● REQUIRED TASKS:
**a)** Rewrite the passage on pavement temperature from "Empirical models do" to "to be mapped.", inclusive, changing "representative dataset" to "comprehensive dataset".
**b)** Please answer these questions about the passage on pavement temperature:
(i) What are the main forms of heat transfer at a pavement's surface?
(ii) How many main climate groups make up the Köppen–Geiger classification system?
(iii) Into how many climatic zones do the new global climate maps divide the continent?

● DOCUMENT SECTION:
>>
Pavement temperature relies on more than air temperature; it is determined based on various weather, climatic factors, pavement material properties and the overall pavement structure; therefore, algorithms for determining pavement temperatures may need to be verified for the different regions in the continent as the basis for the road material selection.

2.1. Climatic Factors

The main forms of heat transfer at a pavement’s surface are conduction, convection and radiation. These can be modelled mathematically by the heat transfer equation and rely largely on the presiding weather conditions and the road’s material properties.

Empirical models do not provide precise results but assist in developing simplified relationships between weather data and pavement temperatures. Therefore, a representative dataset is required to collect pavement temperature measurements based on the geographical location of the area to be mapped.

Weinert used the N-value, which accounts for the evaporation of the warmest month and the precipitation of an area to develop the map commonly referred to in pavement engineering to categorize South African climates into three primary zones, namely (a) wet, (b) moderate and (c) dry, where the majority of the country is considered as “dry” according to the classification [20]. However, further research has shown that this needs to be revisited and has suggested an increase in the number of climatic regions, considering the effects of climate change, to better represent the country [21].

To gain a better global perspective, the Köppen–Geiger climate classification system is one of the methods used to categorize climate regions across the world. This particular system is made of five main climate groups, namely tropical (A), dry (B), temperate (C), continental (D) and polar (E), while sub-categories describe levels of precipitation and heat [22].

New global climate maps based on data obtained between 1980 and 2016 have been established [23] where the continent is divided into 22 climatic zones (See Figure 10), with most of the continent falling under the “hot arid desert” (BWh) as well as the “tropical savannah category” (Aw). Therefore, most parts of the continent can be described either as “tropical” or “dry”.

Sub-Saharan Africa shows the highest climatic variation per unit area in comparison to North Africa, which fits almost exclusively into the “hot arid desert” category. Most parts of East and West Africa show a roughly even split between “hot arid desert” and “tropical savannah”. The majority of Central Africa can be described as a “tropical savannah” climate according to the climatic map.
<<
● STORED RECORDS:
>>
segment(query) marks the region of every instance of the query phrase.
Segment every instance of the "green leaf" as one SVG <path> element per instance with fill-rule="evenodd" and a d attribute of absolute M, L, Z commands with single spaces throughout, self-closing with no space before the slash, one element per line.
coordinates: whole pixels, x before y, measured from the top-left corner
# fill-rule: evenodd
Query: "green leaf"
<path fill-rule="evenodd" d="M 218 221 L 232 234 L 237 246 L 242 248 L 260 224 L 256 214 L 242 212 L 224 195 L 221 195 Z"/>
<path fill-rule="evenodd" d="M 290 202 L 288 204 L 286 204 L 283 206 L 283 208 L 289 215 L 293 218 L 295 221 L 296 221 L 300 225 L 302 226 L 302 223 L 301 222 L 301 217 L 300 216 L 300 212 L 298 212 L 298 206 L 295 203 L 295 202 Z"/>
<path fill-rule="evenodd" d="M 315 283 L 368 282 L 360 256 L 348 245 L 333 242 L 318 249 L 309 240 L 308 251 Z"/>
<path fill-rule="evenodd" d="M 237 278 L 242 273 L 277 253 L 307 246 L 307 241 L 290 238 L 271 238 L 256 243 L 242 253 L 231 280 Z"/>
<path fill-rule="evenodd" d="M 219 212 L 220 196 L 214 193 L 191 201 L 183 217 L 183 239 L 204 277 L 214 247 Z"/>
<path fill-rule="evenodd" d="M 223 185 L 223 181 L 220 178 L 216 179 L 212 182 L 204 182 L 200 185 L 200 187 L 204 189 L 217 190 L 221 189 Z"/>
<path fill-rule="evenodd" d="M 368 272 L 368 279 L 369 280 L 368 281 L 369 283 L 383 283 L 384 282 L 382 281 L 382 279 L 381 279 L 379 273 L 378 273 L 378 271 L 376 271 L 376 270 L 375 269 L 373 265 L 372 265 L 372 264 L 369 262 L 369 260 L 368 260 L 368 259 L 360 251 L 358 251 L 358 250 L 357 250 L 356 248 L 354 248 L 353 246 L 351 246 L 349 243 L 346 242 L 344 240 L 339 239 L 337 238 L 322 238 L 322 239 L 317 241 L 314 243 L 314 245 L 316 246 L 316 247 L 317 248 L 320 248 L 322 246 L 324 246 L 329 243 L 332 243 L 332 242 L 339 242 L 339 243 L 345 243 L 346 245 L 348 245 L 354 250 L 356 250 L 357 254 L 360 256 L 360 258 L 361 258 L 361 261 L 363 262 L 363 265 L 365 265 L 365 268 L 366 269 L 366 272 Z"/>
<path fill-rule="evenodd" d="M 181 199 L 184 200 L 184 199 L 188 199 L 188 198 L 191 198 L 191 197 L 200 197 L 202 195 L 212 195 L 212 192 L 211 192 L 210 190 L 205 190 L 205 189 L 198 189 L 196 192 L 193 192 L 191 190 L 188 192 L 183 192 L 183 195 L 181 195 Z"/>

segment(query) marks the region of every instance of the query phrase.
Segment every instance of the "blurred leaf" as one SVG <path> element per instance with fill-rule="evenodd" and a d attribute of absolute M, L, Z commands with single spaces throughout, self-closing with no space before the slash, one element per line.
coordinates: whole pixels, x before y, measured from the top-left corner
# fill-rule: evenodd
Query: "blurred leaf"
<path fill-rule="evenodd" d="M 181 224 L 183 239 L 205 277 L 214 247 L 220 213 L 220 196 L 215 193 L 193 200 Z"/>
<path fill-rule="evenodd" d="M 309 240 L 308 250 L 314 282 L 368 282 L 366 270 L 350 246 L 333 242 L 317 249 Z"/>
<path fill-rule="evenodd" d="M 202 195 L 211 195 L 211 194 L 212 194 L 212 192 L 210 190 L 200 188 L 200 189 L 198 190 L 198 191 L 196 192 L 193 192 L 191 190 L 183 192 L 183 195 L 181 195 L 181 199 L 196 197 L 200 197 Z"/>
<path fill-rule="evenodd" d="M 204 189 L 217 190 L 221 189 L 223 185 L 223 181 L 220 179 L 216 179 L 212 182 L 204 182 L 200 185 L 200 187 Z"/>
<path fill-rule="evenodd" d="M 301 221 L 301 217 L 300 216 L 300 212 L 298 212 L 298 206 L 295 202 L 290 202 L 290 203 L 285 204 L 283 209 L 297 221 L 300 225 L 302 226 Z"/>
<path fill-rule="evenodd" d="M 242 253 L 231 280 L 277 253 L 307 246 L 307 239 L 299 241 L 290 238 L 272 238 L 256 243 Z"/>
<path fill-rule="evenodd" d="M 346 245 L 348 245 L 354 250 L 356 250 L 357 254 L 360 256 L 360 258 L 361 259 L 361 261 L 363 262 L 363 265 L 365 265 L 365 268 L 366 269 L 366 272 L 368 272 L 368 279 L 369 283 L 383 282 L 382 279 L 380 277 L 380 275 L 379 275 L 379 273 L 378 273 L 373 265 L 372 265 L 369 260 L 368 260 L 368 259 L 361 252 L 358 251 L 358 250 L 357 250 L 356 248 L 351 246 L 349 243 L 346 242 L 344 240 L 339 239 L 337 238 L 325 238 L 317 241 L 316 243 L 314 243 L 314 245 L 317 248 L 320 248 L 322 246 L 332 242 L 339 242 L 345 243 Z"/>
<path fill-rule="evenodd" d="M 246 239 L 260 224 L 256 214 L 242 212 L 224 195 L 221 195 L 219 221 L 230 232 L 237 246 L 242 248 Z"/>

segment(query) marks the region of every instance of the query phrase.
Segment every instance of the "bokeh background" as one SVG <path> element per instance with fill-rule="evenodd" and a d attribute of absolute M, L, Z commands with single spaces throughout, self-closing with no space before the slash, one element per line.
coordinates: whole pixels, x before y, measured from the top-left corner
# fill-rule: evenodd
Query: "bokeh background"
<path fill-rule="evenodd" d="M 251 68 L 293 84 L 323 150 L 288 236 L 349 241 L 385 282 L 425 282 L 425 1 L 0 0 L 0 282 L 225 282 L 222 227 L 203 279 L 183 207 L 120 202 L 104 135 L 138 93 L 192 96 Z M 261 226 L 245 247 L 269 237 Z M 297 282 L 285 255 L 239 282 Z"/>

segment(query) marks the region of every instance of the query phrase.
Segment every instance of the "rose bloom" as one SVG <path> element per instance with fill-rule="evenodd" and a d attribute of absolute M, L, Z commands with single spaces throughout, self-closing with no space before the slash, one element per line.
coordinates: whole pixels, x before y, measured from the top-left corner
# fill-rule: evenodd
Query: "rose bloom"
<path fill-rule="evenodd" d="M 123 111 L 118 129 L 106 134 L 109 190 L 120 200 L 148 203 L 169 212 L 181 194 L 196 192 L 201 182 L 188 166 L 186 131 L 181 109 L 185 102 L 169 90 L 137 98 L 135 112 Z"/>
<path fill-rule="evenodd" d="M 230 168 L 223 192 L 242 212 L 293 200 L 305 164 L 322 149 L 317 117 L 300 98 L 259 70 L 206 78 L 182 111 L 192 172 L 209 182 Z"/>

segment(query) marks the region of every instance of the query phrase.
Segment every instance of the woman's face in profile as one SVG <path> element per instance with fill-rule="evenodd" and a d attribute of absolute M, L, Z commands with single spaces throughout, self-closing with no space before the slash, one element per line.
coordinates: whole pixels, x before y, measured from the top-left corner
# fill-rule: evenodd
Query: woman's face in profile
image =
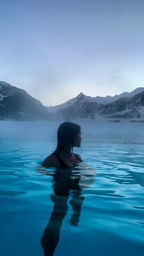
<path fill-rule="evenodd" d="M 82 133 L 80 131 L 74 140 L 74 146 L 80 147 L 82 140 Z"/>

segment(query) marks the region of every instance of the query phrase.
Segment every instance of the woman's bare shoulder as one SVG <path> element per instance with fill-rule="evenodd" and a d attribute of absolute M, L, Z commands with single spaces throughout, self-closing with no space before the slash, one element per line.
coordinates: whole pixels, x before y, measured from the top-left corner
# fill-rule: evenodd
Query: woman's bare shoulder
<path fill-rule="evenodd" d="M 45 167 L 59 167 L 60 164 L 57 157 L 54 154 L 51 154 L 47 156 L 41 164 L 42 166 Z"/>
<path fill-rule="evenodd" d="M 77 153 L 74 153 L 74 155 L 76 155 L 76 156 L 78 158 L 79 158 L 79 159 L 80 159 L 81 161 L 82 161 L 82 158 L 81 158 L 81 156 L 80 156 L 80 155 L 77 154 Z"/>

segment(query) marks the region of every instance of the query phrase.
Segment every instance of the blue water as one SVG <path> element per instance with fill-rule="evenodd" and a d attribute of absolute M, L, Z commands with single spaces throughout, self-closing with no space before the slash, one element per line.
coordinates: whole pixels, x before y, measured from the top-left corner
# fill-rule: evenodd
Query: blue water
<path fill-rule="evenodd" d="M 43 255 L 41 238 L 48 255 L 143 256 L 144 144 L 83 142 L 46 175 L 55 142 L 0 142 L 1 256 Z"/>

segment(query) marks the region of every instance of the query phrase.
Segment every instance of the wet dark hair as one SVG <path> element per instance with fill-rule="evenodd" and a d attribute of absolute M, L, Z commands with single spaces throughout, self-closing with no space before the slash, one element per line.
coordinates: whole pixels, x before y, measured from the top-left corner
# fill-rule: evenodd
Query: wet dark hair
<path fill-rule="evenodd" d="M 64 147 L 72 143 L 72 152 L 74 138 L 81 131 L 81 126 L 71 122 L 65 122 L 60 125 L 57 130 L 57 145 L 56 153 L 60 152 Z"/>

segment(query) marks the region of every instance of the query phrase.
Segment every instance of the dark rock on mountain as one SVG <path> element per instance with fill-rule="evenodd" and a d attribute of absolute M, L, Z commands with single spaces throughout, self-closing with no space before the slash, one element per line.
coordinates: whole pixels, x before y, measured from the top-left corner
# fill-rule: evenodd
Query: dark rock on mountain
<path fill-rule="evenodd" d="M 51 120 L 51 115 L 24 90 L 0 82 L 0 120 Z"/>

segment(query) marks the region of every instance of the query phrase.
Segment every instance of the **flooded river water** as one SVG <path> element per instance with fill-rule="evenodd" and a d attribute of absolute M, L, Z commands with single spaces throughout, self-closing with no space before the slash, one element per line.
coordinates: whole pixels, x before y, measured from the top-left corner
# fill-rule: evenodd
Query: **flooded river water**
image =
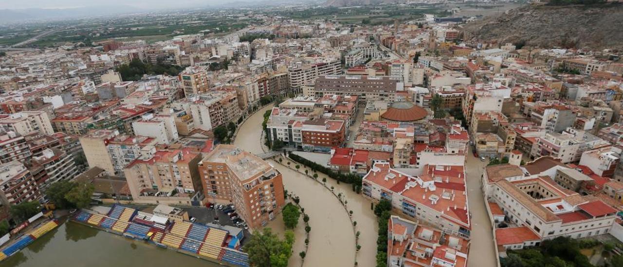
<<
● EXPECTED RESPONSES:
**a)**
Empirical models do not provide precise results but assist in developing simplified relationships between weather data and pavement temperatures. Therefore, a comprehensive dataset is required to collect pavement temperature measurements based on the geographical location of the area to be mapped.

**b)**
(i) Conduction, convection and radiation.
(ii) Five.
(iii) 22.